Entries taken from a collection:
============================================================

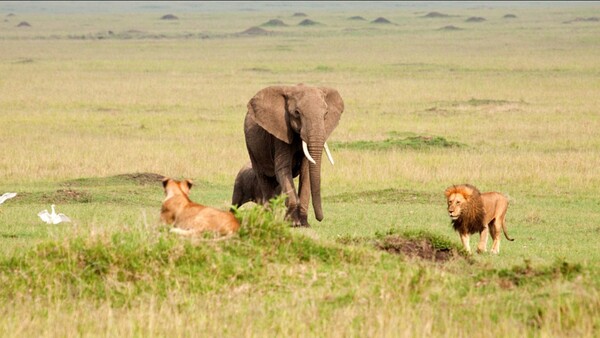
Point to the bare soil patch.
(169, 17)
(590, 19)
(67, 196)
(436, 15)
(415, 248)
(307, 22)
(381, 20)
(386, 196)
(450, 28)
(142, 178)
(475, 19)
(274, 23)
(255, 31)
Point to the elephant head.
(309, 112)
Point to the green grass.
(92, 120)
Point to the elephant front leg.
(286, 181)
(304, 192)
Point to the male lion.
(189, 218)
(472, 211)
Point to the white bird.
(7, 196)
(53, 218)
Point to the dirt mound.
(274, 23)
(381, 20)
(475, 19)
(255, 31)
(307, 22)
(169, 17)
(590, 19)
(435, 15)
(450, 28)
(142, 178)
(414, 248)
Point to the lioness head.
(458, 198)
(173, 187)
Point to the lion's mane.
(472, 213)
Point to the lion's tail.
(505, 232)
(510, 199)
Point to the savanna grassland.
(95, 107)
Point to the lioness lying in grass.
(189, 218)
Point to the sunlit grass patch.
(396, 141)
(122, 264)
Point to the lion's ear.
(450, 190)
(468, 191)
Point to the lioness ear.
(165, 181)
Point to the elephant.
(246, 188)
(286, 129)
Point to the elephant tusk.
(305, 149)
(328, 153)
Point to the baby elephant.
(247, 189)
(189, 218)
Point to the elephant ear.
(268, 109)
(335, 108)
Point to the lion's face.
(456, 201)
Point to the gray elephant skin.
(286, 128)
(246, 188)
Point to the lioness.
(472, 211)
(189, 218)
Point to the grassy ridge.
(268, 267)
(507, 105)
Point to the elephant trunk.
(315, 149)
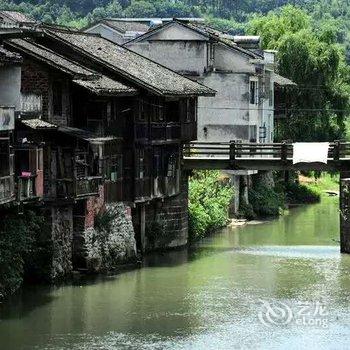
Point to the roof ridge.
(122, 71)
(34, 43)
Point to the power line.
(274, 110)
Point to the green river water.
(278, 285)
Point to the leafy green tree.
(313, 60)
(140, 8)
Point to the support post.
(344, 213)
(232, 153)
(284, 151)
(336, 150)
(143, 227)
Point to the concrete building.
(121, 30)
(235, 66)
(98, 128)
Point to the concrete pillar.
(235, 182)
(245, 188)
(143, 227)
(345, 215)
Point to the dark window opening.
(4, 158)
(57, 97)
(173, 111)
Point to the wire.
(274, 110)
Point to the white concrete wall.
(10, 86)
(177, 32)
(107, 33)
(225, 116)
(228, 115)
(181, 56)
(227, 59)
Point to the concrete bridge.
(274, 156)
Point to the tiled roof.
(82, 76)
(282, 81)
(17, 16)
(103, 85)
(38, 124)
(125, 26)
(44, 54)
(8, 56)
(130, 65)
(202, 29)
(85, 134)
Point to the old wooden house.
(101, 124)
(10, 73)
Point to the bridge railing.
(236, 150)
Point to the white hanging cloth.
(310, 152)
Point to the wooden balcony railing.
(113, 191)
(76, 189)
(7, 189)
(27, 188)
(143, 188)
(158, 131)
(86, 187)
(165, 132)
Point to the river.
(278, 285)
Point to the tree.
(313, 60)
(140, 8)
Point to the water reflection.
(201, 298)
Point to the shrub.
(19, 243)
(265, 200)
(296, 193)
(209, 200)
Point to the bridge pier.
(344, 212)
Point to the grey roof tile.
(82, 76)
(130, 65)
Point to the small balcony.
(86, 187)
(158, 132)
(7, 189)
(165, 132)
(28, 188)
(76, 189)
(113, 191)
(143, 189)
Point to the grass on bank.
(209, 202)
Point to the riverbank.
(206, 297)
(208, 209)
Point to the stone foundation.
(166, 220)
(345, 215)
(62, 238)
(112, 242)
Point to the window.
(254, 92)
(191, 108)
(143, 111)
(172, 166)
(141, 164)
(4, 158)
(57, 97)
(114, 171)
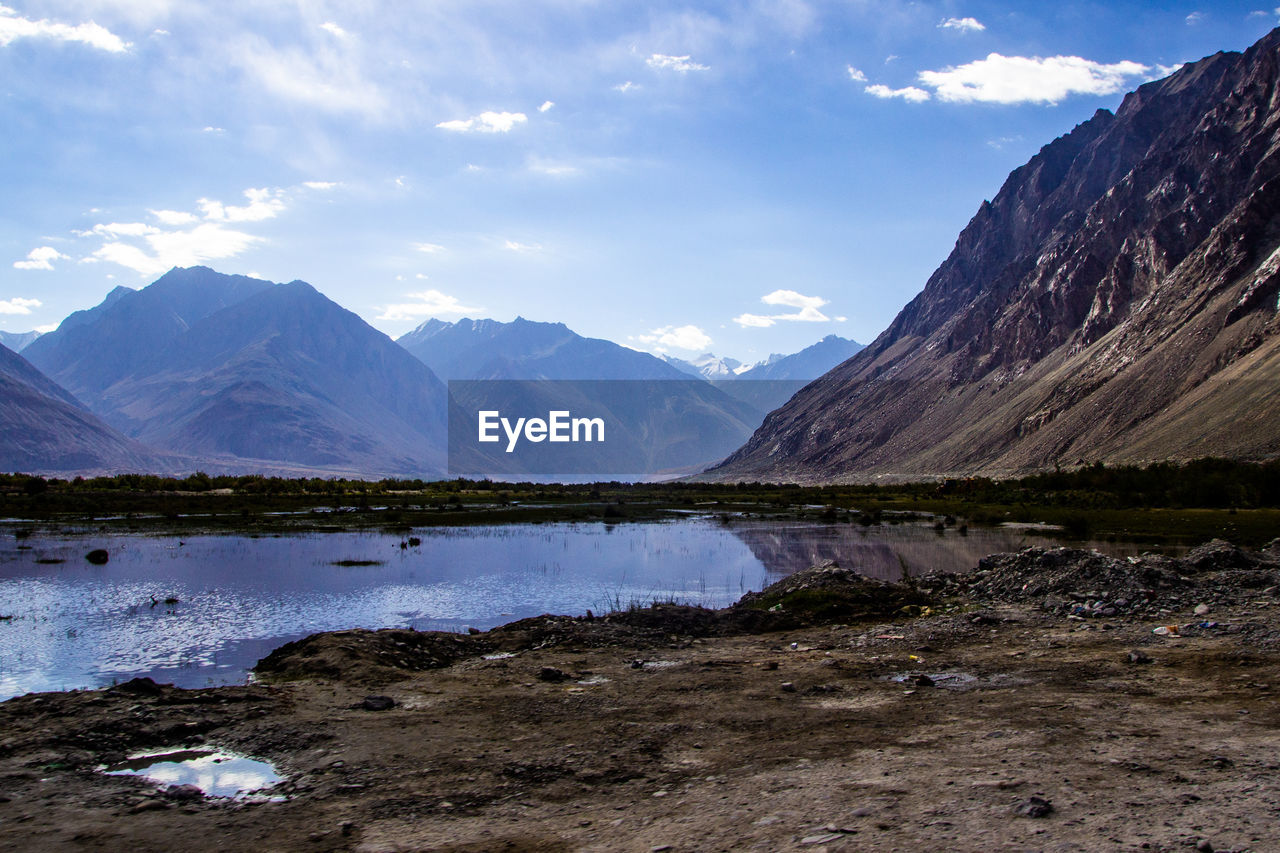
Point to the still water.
(201, 610)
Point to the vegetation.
(1169, 501)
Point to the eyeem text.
(558, 427)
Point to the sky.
(741, 177)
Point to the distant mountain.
(526, 350)
(131, 332)
(1115, 301)
(45, 430)
(18, 341)
(707, 365)
(251, 374)
(808, 364)
(662, 420)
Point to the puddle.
(954, 680)
(216, 774)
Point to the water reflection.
(202, 610)
(215, 774)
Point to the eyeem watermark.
(558, 427)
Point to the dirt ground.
(1033, 730)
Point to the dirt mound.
(826, 594)
(369, 656)
(1087, 583)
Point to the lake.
(201, 610)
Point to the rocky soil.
(1029, 705)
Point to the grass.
(1162, 503)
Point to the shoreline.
(855, 715)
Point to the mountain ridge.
(1110, 304)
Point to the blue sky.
(743, 177)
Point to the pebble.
(1034, 807)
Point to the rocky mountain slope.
(661, 422)
(46, 430)
(251, 375)
(18, 341)
(1116, 301)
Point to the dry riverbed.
(1002, 716)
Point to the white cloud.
(807, 310)
(12, 27)
(681, 64)
(1020, 80)
(18, 305)
(428, 304)
(963, 24)
(670, 337)
(263, 204)
(173, 217)
(487, 122)
(41, 258)
(906, 92)
(321, 76)
(120, 229)
(551, 168)
(206, 241)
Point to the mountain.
(525, 350)
(1115, 301)
(17, 341)
(131, 332)
(808, 364)
(46, 430)
(251, 375)
(773, 382)
(661, 420)
(705, 366)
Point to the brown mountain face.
(1116, 301)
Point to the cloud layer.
(428, 304)
(807, 310)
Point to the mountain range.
(666, 422)
(45, 428)
(245, 374)
(17, 341)
(1116, 301)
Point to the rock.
(553, 675)
(183, 793)
(376, 703)
(1034, 807)
(140, 687)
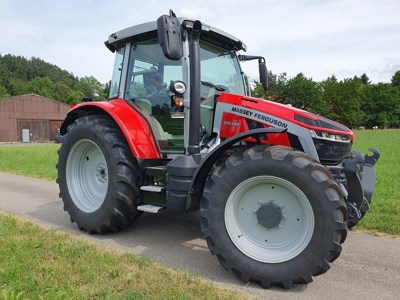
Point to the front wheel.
(273, 216)
(98, 176)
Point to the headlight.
(329, 136)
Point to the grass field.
(384, 215)
(39, 263)
(39, 160)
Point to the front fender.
(133, 125)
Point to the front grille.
(331, 152)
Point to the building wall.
(42, 116)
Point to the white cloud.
(318, 38)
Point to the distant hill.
(19, 76)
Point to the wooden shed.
(30, 118)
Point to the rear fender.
(133, 125)
(200, 176)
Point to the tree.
(3, 92)
(344, 100)
(41, 86)
(382, 105)
(92, 88)
(396, 79)
(61, 92)
(304, 93)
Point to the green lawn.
(39, 160)
(384, 215)
(38, 263)
(35, 160)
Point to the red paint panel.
(133, 125)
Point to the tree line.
(354, 102)
(20, 76)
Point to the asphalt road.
(368, 268)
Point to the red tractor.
(276, 187)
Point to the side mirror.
(169, 35)
(262, 69)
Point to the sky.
(345, 38)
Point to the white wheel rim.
(87, 175)
(275, 245)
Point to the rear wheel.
(98, 176)
(273, 216)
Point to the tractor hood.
(280, 115)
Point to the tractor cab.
(145, 77)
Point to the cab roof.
(149, 30)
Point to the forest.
(20, 76)
(354, 102)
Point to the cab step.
(149, 208)
(152, 188)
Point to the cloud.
(318, 38)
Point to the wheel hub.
(269, 215)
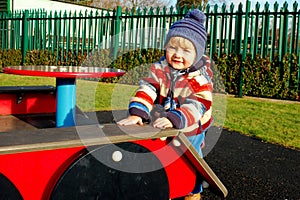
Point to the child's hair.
(180, 42)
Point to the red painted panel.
(30, 104)
(35, 173)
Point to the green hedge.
(262, 77)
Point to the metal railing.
(267, 32)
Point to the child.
(178, 91)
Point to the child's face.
(180, 53)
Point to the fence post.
(237, 45)
(24, 47)
(117, 27)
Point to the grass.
(272, 121)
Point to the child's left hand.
(162, 123)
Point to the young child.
(178, 91)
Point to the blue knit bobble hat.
(192, 28)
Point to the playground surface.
(249, 168)
(252, 169)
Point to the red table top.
(64, 71)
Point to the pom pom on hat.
(192, 28)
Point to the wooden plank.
(88, 135)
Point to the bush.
(261, 76)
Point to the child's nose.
(178, 53)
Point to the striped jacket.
(183, 96)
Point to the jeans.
(197, 141)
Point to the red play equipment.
(49, 162)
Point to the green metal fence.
(267, 31)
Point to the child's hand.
(131, 120)
(162, 123)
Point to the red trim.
(72, 74)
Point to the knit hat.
(192, 28)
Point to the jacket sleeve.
(142, 103)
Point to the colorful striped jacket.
(183, 96)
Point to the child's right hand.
(131, 120)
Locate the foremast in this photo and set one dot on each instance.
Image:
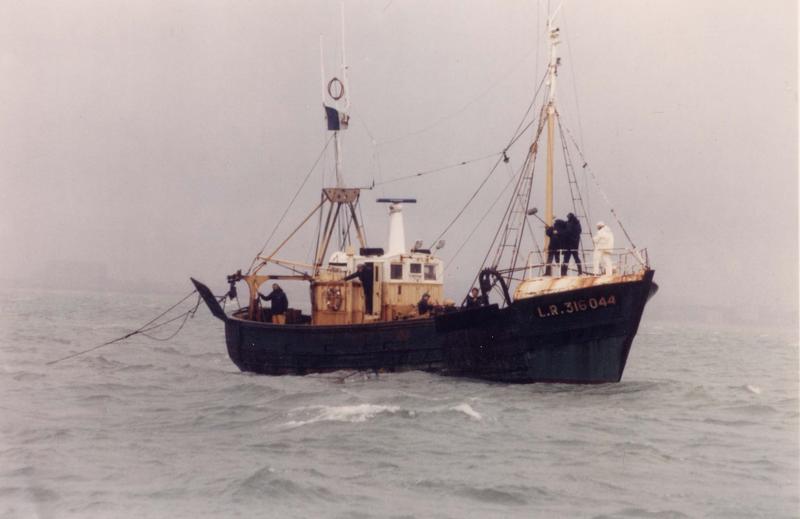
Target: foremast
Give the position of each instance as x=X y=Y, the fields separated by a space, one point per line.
x=550 y=110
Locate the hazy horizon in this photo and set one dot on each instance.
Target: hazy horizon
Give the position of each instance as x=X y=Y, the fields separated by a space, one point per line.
x=163 y=140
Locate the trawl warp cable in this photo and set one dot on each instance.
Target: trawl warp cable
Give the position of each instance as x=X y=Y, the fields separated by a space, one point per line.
x=147 y=327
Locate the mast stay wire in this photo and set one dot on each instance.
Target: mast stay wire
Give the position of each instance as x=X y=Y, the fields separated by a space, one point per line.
x=599 y=189
x=444 y=118
x=511 y=180
x=437 y=170
x=289 y=206
x=516 y=136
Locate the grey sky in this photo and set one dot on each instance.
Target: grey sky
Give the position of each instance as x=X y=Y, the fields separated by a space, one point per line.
x=163 y=139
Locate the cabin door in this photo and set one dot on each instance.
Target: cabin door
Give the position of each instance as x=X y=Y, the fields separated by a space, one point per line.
x=374 y=293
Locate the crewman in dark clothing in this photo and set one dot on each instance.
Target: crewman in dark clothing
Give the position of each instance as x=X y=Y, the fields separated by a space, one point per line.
x=573 y=240
x=280 y=303
x=558 y=235
x=475 y=299
x=424 y=307
x=365 y=274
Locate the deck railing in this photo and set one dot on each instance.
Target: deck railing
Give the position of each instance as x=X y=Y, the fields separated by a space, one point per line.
x=624 y=262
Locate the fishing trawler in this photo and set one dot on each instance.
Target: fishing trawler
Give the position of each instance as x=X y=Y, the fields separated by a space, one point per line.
x=545 y=326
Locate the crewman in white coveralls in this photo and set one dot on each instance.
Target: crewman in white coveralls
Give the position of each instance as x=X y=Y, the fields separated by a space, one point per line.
x=603 y=245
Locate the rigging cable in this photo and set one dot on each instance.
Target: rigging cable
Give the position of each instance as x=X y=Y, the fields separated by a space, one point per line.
x=436 y=170
x=513 y=140
x=474 y=229
x=147 y=327
x=288 y=207
x=599 y=189
x=444 y=118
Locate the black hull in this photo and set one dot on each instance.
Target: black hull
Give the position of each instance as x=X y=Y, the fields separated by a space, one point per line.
x=581 y=336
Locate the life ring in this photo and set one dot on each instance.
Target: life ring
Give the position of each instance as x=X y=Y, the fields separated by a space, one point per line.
x=337 y=83
x=333 y=299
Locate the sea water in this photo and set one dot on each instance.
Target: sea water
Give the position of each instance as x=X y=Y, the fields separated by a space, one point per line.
x=703 y=424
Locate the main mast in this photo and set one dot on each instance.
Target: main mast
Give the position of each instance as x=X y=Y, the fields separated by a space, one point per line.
x=551 y=115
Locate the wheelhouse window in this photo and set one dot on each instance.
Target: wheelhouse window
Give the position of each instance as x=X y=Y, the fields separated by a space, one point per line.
x=396 y=271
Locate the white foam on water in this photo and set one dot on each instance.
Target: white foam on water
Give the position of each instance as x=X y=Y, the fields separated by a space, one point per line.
x=347 y=413
x=753 y=389
x=467 y=410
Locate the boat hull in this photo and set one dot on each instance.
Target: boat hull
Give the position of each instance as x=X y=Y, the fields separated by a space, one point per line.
x=578 y=336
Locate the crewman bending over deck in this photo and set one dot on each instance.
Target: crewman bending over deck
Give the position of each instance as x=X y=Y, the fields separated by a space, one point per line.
x=603 y=245
x=424 y=307
x=573 y=241
x=364 y=273
x=280 y=303
x=475 y=299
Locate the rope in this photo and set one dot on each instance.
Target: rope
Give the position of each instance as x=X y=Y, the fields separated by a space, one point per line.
x=480 y=222
x=436 y=170
x=599 y=189
x=321 y=154
x=517 y=134
x=141 y=330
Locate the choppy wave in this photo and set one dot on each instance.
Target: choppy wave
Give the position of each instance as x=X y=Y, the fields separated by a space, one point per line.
x=174 y=430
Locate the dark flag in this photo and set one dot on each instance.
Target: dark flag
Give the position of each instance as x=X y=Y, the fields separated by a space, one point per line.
x=332 y=114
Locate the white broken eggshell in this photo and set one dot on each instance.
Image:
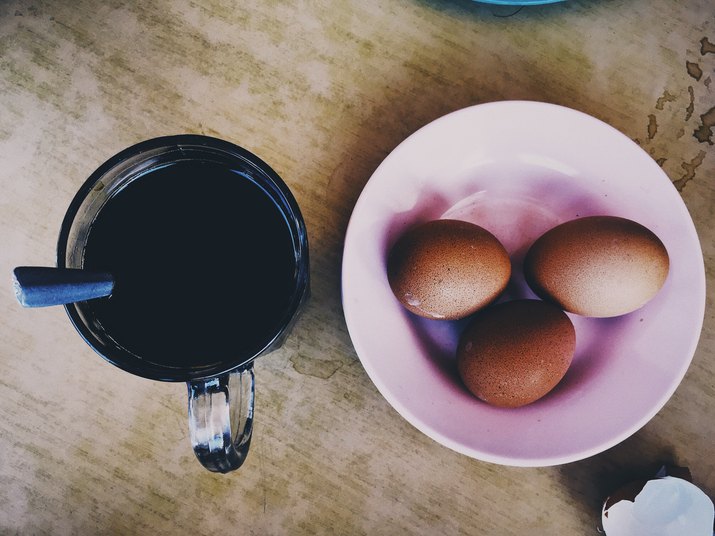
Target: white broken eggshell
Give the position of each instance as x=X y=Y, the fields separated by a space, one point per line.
x=667 y=506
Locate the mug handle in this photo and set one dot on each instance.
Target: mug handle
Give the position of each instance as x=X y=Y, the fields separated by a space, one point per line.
x=221 y=418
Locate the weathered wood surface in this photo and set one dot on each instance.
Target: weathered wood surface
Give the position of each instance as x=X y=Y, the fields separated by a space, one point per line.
x=322 y=91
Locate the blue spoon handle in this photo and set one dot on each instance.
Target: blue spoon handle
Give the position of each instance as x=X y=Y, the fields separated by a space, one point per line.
x=37 y=286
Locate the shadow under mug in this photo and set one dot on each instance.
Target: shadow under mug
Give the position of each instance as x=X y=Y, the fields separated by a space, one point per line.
x=221 y=393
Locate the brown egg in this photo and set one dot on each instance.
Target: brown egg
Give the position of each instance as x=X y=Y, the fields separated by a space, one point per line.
x=447 y=269
x=598 y=266
x=516 y=352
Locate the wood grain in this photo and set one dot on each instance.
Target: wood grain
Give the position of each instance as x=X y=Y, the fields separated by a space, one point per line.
x=322 y=91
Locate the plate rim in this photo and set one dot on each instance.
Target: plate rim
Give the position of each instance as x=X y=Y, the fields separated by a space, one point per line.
x=519 y=461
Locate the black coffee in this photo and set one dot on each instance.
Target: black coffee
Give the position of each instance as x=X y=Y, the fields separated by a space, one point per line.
x=204 y=265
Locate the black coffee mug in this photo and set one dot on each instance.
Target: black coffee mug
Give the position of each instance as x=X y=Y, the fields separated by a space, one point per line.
x=210 y=254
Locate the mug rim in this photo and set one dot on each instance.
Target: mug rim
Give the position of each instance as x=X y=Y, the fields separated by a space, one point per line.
x=134 y=364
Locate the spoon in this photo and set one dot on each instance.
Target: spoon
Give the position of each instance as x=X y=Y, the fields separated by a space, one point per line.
x=38 y=286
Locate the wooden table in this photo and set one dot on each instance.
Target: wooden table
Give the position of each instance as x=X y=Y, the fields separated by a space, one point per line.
x=323 y=91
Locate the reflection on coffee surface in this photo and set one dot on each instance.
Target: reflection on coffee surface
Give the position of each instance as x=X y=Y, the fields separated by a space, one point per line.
x=204 y=265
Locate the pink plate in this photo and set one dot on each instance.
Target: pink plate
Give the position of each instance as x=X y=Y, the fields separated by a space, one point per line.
x=518 y=169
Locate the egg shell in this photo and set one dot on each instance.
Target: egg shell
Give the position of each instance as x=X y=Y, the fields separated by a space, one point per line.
x=447 y=269
x=598 y=266
x=515 y=352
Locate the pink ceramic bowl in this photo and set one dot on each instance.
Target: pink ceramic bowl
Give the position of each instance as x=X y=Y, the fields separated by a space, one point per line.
x=518 y=169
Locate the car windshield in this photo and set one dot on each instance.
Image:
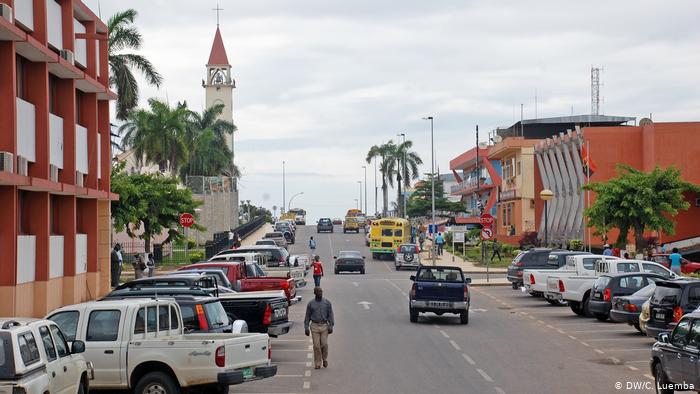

============================================================

Please copy out the stretch of the records above, from the line that contains "Locate the hazy" through the line that contains "x=374 y=293", reproducing each line word for word.

Locate the hazy horizon in this photo and set one dot on each instance.
Target: hazy horizon
Give the position of each instance as x=X y=Y, the fields separated by a space, one point per line.
x=163 y=140
Locate the trawl warp cable in this photo and set one dot on each instance.
Target: trawl warp cable
Give the position of each instance as x=X y=Y, the fields separated by a space, one point per line.
x=147 y=327
Locate the mast stay wire in this photo and set one dot on each instance.
Target: mast stay wire
Give the position of each instance as x=X y=Y, the fields separated by a space, one point per line.
x=599 y=189
x=444 y=118
x=511 y=180
x=437 y=170
x=289 y=206
x=516 y=136
Locate the grey sky in this photo and set one dot on each instance.
Target: grey sky
Give the position of each instance as x=X y=Y, the fields separated by a space, one point per line.
x=163 y=139
Locate the cabin door in this photo and set one dot on each instance.
Target: cabin door
Give the position of each instance as x=X y=Y, the fields separated by a space, one point per line.
x=374 y=293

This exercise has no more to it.